→ ENTRIES PROVIDED
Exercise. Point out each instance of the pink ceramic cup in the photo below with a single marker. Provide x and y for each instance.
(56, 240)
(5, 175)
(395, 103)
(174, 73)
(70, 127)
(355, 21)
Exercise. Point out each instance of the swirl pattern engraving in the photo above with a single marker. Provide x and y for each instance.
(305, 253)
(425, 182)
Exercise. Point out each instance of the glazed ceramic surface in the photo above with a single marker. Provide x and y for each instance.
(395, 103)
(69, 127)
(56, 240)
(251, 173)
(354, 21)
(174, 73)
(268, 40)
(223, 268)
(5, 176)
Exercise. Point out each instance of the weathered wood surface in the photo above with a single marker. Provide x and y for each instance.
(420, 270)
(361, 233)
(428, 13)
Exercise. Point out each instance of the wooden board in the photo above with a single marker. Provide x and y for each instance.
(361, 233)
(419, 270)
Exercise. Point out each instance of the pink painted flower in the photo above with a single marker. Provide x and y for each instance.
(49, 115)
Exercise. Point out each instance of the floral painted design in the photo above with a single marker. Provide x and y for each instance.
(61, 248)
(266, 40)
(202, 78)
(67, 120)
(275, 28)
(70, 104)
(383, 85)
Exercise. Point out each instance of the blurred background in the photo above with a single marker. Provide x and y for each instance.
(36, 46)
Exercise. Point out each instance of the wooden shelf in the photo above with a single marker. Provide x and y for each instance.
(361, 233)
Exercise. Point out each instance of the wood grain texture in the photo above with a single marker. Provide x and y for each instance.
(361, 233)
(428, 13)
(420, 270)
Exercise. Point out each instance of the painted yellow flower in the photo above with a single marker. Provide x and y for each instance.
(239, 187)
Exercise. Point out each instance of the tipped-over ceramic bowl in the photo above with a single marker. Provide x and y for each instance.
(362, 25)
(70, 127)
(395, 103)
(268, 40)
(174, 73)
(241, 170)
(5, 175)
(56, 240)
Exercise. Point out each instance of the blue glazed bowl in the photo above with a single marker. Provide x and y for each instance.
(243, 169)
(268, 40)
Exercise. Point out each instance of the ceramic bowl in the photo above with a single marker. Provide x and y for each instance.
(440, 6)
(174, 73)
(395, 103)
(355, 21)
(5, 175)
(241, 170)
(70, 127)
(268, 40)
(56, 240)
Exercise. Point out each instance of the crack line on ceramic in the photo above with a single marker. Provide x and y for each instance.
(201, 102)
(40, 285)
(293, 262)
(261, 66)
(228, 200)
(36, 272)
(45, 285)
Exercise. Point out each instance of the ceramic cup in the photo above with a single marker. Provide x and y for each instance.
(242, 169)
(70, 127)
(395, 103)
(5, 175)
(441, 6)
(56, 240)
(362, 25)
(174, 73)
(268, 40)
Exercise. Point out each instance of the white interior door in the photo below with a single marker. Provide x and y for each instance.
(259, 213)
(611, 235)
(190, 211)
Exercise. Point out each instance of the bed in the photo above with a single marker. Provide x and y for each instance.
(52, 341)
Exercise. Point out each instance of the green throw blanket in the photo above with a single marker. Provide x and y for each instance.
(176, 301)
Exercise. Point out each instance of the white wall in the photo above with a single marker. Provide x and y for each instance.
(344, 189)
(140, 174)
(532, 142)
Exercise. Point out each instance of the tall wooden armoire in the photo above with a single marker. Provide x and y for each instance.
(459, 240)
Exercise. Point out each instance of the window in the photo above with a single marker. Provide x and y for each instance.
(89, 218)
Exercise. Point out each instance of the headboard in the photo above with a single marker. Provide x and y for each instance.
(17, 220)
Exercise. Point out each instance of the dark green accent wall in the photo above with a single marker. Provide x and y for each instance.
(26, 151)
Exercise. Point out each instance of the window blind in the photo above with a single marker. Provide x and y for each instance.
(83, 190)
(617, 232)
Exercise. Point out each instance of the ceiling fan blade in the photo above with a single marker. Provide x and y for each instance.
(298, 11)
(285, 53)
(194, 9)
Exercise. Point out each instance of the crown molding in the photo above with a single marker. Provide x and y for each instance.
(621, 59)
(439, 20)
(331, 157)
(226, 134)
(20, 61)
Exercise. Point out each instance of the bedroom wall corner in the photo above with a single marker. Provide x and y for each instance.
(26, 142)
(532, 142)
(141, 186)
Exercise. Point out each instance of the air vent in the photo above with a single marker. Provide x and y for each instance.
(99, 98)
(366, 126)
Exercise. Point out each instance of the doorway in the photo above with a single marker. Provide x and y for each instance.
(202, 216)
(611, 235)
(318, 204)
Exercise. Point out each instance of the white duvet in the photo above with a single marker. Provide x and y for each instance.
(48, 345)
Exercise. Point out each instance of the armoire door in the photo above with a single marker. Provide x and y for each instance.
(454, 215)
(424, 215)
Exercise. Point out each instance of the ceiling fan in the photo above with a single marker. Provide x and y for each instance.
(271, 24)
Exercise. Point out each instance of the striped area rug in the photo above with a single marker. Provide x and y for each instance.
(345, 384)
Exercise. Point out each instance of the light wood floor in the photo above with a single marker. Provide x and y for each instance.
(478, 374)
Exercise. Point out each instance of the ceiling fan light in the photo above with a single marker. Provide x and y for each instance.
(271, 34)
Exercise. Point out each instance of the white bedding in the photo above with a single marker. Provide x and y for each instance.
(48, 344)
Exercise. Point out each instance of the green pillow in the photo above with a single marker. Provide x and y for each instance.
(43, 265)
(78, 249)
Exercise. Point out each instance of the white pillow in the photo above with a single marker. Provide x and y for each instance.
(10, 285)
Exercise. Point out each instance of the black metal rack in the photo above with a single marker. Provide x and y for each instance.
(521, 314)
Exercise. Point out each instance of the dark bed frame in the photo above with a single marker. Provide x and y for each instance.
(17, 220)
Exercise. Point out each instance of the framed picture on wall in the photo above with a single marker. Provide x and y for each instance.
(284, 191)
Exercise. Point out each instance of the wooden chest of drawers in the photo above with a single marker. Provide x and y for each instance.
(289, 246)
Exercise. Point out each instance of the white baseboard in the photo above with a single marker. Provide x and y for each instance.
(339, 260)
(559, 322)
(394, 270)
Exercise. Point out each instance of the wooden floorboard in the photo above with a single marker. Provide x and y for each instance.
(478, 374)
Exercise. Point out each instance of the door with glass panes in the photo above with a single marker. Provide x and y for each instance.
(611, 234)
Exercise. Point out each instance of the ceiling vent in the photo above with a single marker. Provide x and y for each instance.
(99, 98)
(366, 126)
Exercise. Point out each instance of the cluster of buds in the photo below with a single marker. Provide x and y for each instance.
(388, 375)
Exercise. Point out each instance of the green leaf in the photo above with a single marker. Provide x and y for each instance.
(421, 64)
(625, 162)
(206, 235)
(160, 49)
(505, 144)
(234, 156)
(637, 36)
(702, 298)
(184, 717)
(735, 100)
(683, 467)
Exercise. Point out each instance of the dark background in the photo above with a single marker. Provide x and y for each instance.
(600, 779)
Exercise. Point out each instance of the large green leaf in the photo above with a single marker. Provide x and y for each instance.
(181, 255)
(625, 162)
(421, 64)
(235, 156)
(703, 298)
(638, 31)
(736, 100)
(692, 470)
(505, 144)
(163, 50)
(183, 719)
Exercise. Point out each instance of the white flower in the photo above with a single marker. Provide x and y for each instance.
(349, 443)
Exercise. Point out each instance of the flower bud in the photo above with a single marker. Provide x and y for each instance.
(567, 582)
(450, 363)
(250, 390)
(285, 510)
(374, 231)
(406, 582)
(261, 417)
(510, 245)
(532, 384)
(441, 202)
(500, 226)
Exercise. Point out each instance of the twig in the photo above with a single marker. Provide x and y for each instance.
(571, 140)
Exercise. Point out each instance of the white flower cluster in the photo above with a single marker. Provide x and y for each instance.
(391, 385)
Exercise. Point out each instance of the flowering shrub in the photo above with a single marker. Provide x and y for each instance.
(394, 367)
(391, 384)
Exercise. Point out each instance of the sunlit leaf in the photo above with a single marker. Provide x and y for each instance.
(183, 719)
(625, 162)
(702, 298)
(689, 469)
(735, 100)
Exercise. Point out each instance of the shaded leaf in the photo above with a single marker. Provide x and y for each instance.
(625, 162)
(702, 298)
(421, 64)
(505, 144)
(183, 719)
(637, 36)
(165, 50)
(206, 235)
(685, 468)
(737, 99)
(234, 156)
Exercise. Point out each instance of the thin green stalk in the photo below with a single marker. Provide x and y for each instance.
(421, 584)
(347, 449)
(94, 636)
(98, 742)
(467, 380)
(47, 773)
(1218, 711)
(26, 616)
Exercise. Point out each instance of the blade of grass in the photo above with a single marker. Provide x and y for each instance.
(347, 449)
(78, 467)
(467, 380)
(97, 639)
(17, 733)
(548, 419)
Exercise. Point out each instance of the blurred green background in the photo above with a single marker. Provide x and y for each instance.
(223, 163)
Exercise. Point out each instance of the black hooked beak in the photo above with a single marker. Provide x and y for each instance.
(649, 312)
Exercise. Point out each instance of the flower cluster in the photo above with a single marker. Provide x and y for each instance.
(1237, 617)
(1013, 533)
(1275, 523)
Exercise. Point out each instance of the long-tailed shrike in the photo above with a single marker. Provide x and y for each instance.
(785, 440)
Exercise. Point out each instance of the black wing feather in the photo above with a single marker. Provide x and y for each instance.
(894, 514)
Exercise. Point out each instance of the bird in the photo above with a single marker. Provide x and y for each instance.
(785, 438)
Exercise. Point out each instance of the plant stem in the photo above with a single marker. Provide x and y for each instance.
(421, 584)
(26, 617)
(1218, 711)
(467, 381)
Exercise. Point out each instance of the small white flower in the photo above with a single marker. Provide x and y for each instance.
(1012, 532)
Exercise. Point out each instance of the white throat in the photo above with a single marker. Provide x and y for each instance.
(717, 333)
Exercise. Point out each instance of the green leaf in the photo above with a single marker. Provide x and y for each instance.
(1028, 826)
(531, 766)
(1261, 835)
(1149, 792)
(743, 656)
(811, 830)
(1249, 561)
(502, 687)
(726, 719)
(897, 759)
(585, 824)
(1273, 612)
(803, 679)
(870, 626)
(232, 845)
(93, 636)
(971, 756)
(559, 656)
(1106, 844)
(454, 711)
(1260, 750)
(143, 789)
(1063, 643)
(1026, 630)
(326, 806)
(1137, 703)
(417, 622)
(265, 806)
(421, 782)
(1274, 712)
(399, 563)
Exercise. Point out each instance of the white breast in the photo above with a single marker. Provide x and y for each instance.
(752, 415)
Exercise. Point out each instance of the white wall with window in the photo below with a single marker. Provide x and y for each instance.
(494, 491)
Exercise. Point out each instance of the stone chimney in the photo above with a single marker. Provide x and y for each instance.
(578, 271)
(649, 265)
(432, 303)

→ DIRECTIONS
Reproduce the stretch of the material from the line containing "Exercise. Point out each instance of the black hooked" through the line containing "(1275, 523)", substituting "blossom cluster" for "flower cluster" and leaving everything else unchanged.

→ FULL SOLUTION
Exercise. Point out each instance of the black hooked beak in the photo above with a single marker. Provide x and y for each instance.
(649, 312)
Exercise. Point out each instance of the blossom cluster in the photo above with a single marker. Provide x and y for each instance.
(1237, 617)
(1013, 533)
(1275, 523)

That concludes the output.